* [AIM OF THE TASK]: In the material below, find the part that opens with the line containing "Reviewer note: verify that every instance of the wet" and closes with the line containing "215], [436, 89]]". Write out only that part again, swapping "wet rock" for "damp rock" and leaving everything else unchanged.

* [EXTRACTED DATA]:
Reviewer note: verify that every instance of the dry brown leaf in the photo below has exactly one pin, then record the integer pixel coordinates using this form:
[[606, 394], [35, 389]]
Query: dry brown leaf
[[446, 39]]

---

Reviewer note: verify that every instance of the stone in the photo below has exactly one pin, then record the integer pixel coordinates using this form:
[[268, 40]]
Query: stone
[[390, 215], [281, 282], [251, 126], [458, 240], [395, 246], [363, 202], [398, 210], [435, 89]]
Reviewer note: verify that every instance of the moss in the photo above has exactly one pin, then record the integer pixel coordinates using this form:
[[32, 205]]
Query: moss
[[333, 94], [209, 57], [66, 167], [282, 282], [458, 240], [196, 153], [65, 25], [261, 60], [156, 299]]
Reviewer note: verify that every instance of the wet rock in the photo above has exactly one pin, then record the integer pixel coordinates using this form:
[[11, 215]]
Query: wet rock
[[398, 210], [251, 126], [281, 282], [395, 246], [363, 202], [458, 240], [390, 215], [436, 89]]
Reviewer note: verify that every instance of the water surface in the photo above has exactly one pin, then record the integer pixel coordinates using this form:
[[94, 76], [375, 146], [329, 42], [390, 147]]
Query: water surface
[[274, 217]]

* [OUTPUT FOR THIS EXERCISE]:
Reviewer note: verify that every instance of the damp rock in the photo above has exactly one pin, then record the integer pixel coordinates using this form:
[[11, 215]]
Query: damp rock
[[398, 210], [251, 126], [281, 282], [395, 246], [363, 202], [458, 240], [390, 215], [436, 89]]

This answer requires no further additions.